● **Enunciado de la tarea**:
Continúa el fragmento sobre el padre González Galindo y el Conde-Duque de Olivares a partir de su última oración.

Mucho más maligno es otro papel, en el que, en forma elevada, con numerosas citas de Santos Padres, acomete un personaje famoso de la época, el Padre Pedro González Galindo, titulado lector de Teología del Colegio de la Compañía, en Madrid, al mismo Padre Aguado, «confesor del Conde de Olivares, absoluto Valido de Felipe IV»[377]. Compuesto con habilidad suma, debió hacer este escrito profunda impresión entre la gente. El Padre González Galindo aprieta en él valientemente a su colega el Padre Aguado para que no autorice con sus absoluciones la vida pública del ministro, de cuyos excesos echa en parte la culpa a su confesor. Llega a decirle que «ningún confesor puede administrar el sacramento de la penitencia como ni otro ningún sacramento al público pecador… y las acciones del Conde-Duque son públicas y notorias». Asegura a su superior «que Aguado ha cometido tantos sacrilegios como absoluciones le ha echado», y le aconseja que le persuada «de que se vaya a hacer vida de penitente». Reconoce que en lo privado es bueno el Conde-Duque; pero sus pecados públicos hacen imposible la absolución, hasta de lo particular. Y acaba apostrofando de cobarde a Aguado por no sacudirse la sacrílega misión de confesar y absolver al tirano y no retirarse «a obligaciones más divinas».

El padre González Galindo, jesuita también, de los «inquietos», fue, pues, gran enemigo del Conde-Duque, pero enemigo de los que enaltecen, pues, aunque «hombre docto y de loables costumbres», según Pellicer[378], las andanzas que de él conocemos le retratan como uno de aquellos sujetos, tan frecuentes en su época, en los que se hace difícil la diferenciación entre el loco y el cínico, quedando el ánimo inclinado, las más de las veces, a admitir una prudente mezcla de entrambos componentes. Fue su principal enredo el de autorizar con su firma y su erudición teológica las profecías de un tal Don Francisco Chiriboga, o Chiriboya, que pretendían haber recibido revelaciones de Cristo, en las que auguraba diferentes sucesos políticos y encarecía al Rey la necesidad de que depusiese al Conde-Duque. El Padre Galindo sentenciaba «ser estas cosas posibles y haber Dios, por medios semejantes, muchas veces abierto los ojos a los Reyes». Chiriboga, así confortado por Galindo, fue con su papel a Cuenca, donde estaba Don Felipe, y se lo dio. Era evidente la burda maniobra de los que, detrás de Chiriboga, se servían de la credulidad regia para aniquilar al Valido. Y así lo denunció, con viril protesta, otro jesuita, el Padre Martínez Ripalda, en el documento que elevó al Rey desde Toro, pidiendo justicia para el Conde-Duque desterrado.

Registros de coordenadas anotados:
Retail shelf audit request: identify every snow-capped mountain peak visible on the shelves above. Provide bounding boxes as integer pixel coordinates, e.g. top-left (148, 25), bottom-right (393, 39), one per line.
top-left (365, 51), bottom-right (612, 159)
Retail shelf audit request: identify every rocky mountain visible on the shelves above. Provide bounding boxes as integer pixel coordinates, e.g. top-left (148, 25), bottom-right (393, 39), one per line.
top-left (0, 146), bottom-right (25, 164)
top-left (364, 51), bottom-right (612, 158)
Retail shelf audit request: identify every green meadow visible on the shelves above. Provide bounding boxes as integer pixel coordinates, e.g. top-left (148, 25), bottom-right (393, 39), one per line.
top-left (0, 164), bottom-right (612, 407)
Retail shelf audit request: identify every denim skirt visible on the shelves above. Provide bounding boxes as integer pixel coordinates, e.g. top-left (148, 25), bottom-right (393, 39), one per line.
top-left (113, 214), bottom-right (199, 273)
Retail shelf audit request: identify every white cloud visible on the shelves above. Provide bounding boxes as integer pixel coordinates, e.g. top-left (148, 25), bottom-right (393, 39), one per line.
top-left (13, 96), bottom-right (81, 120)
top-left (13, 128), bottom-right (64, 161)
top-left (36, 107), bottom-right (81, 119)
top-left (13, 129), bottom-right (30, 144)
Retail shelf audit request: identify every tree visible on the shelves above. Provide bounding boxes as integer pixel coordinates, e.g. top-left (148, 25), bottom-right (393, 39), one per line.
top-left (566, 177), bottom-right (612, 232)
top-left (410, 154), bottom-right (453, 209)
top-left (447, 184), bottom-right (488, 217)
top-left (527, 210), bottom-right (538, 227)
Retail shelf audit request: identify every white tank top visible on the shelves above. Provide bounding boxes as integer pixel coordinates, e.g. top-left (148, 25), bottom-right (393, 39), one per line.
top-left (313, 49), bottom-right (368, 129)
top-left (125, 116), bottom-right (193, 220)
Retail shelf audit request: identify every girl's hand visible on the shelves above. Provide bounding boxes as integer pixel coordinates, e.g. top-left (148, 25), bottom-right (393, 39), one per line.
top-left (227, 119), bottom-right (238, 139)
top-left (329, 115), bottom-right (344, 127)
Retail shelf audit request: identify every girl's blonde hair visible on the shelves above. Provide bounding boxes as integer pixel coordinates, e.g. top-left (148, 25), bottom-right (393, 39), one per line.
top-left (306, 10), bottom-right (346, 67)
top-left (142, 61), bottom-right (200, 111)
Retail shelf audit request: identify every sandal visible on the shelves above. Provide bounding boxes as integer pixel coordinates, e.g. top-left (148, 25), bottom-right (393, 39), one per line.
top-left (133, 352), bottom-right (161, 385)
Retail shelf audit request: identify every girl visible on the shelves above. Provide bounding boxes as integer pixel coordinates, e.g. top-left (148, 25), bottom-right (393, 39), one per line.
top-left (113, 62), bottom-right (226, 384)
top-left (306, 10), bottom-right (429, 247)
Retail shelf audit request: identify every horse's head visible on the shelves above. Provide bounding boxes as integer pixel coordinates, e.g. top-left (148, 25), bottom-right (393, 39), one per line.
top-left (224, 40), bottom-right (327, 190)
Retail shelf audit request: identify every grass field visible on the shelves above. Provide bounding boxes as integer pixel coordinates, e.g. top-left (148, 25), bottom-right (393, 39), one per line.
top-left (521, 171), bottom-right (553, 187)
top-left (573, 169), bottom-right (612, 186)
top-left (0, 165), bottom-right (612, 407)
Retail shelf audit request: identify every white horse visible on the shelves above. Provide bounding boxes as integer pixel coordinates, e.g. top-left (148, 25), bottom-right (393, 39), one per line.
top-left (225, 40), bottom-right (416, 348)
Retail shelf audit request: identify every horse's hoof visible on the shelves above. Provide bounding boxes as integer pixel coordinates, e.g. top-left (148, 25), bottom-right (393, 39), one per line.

● **Respuesta**:
La Compañía, por haber hecho el Padre Galindo tales escritos sin permiso de sus superiores, le envió «recluso al Noviciado de Madrid con aprieto y penitencias»; y el visionario o mentecato Chiriboga acabó en la cárcel de la Inquisición, de la que, sin embargo, salió, después de muerto el Conde-Duque; y con todos los pronunciamientos favorables, pues el Padre Sebastián González, autoridad de la Compañía de Jesús, le llama «hombre ejemplar y de vida inculpable»[379]. Claro es que no estamos de acuerdo con este juicio: ni Chiriboga ni Galindo merecen otra cosa que compasivo interés.

Acaso hastiado de estos ataques del audaz Galindo, el Padre Aguado se retiró, y en 1642 vemos, por el testamento del Conde-Duque, que el confesor oficial de éste era, otra vez, Salazar. A poco sobrevino la caída y entra en escena un tercer jesuita, el Padre Martínez Ripalda, al que todos los autores alaban por su aplicación y virtudes. El Padre Mir dice de él que «poseyó inmenso saber teológico».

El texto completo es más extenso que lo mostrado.